EXERCISE AIM. Find the line containing "Mark a point on each instance of the sleeve". Retype it and every line after it through the end of the entries, exactly as written, with nothing added.

──────

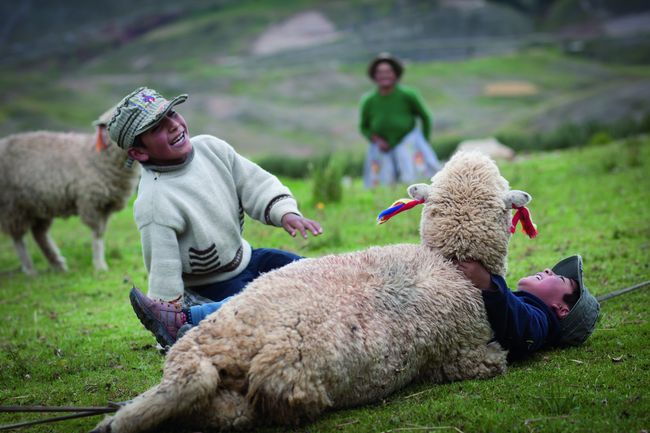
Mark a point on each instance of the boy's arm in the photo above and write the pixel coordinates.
(163, 262)
(516, 324)
(262, 195)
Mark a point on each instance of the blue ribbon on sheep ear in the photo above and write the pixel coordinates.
(418, 192)
(518, 200)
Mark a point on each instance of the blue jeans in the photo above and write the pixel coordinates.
(262, 260)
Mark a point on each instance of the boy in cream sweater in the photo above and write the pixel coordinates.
(190, 213)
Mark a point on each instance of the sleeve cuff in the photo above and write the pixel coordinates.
(277, 209)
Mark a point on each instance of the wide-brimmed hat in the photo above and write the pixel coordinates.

──────

YOUR SOLUTION.
Mark a point on each instance of the sleeve cuff in the photo above and write the pixel coordinates.
(277, 209)
Mark a point on each instance of the wide-brimmed hat in the photo above and write the pixel coordinates.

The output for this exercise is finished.